:: Provided text ::
________________________________________
Another problem might be that editors or referees might be biased against contributions from women or minorities on the basis of content. A violation of this type would occur when a very good paper about W. E. B. DuBois gets rejected just because of its subject matter. This is actually more complicated than a simple case of "the journal is racist because it won't consider papers on DuBois." Journals are founded with specific audiences and specific areas and topics in mind. So make sure that you aren't submitting stuff to an inappropriate journal. But of course there are generalist journals that say they publish anything, and it might be the case that some of these journals are top journals and they are consistently kicking very good material back because referees are just inherently suspicious of some of the people who who up in the footnotes. This is harder to fix. Maybe the best strategy for young scholars here is simply to remove all reference in your work to other thinkers. Let's say you have this great idea about how racial biases have infected philosophy of biology. Just write your idea up and defend it as your own. My sense is that if you are able to clearly articulate your problem, and defend a cogent, rigorous solution to it your work has a pretty good shot at being taken seriously in the profession precisely because people are unlikely to have heard it before. Once you've got tenure, you tell everybody how you got all your great ideas from this theorist they've been discounting. And then you've got a real bully pulpit. If you can publish your ideas in good places, people will take you seriously. If they take you seriously and you show how your ideas that got published these good places are all influenced by this important figure nobody's reading--well, that's just how you get the philosophical community broadly to start taking your figure seriously.
________________________________________
:: Data under study ::
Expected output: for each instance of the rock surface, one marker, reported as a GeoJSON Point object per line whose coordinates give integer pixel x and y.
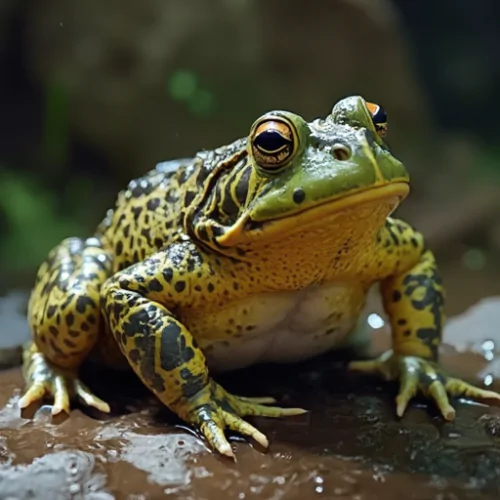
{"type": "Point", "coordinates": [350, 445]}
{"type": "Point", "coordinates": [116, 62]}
________________________________________
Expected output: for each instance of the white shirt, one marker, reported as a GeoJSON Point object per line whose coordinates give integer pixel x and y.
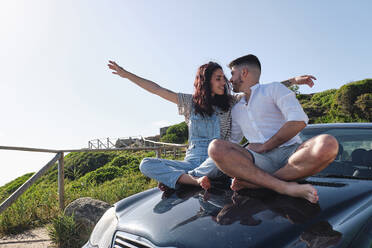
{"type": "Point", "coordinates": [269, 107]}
________________________________________
:: Questions ::
[1] Answer each question from the passage on journal bias.
(a) Whose work is the subject of the very good paper in the text's example of a rejection based on content?
(b) In the example idea about racial biases, what field have those biases infected?
(c) At what career point does the passage say to tell everybody which theorist your ideas came from?
[2] According to the passage on journal bias, what do journals have in mind when they are founded? List every item.

:: Activity answers ::
[1]
(a) W. E. B. DuBois
(b) Philosophy of biology
(c) Once you've got tenure

[2]
- Specific audiences
- Specific areas
- Specific topics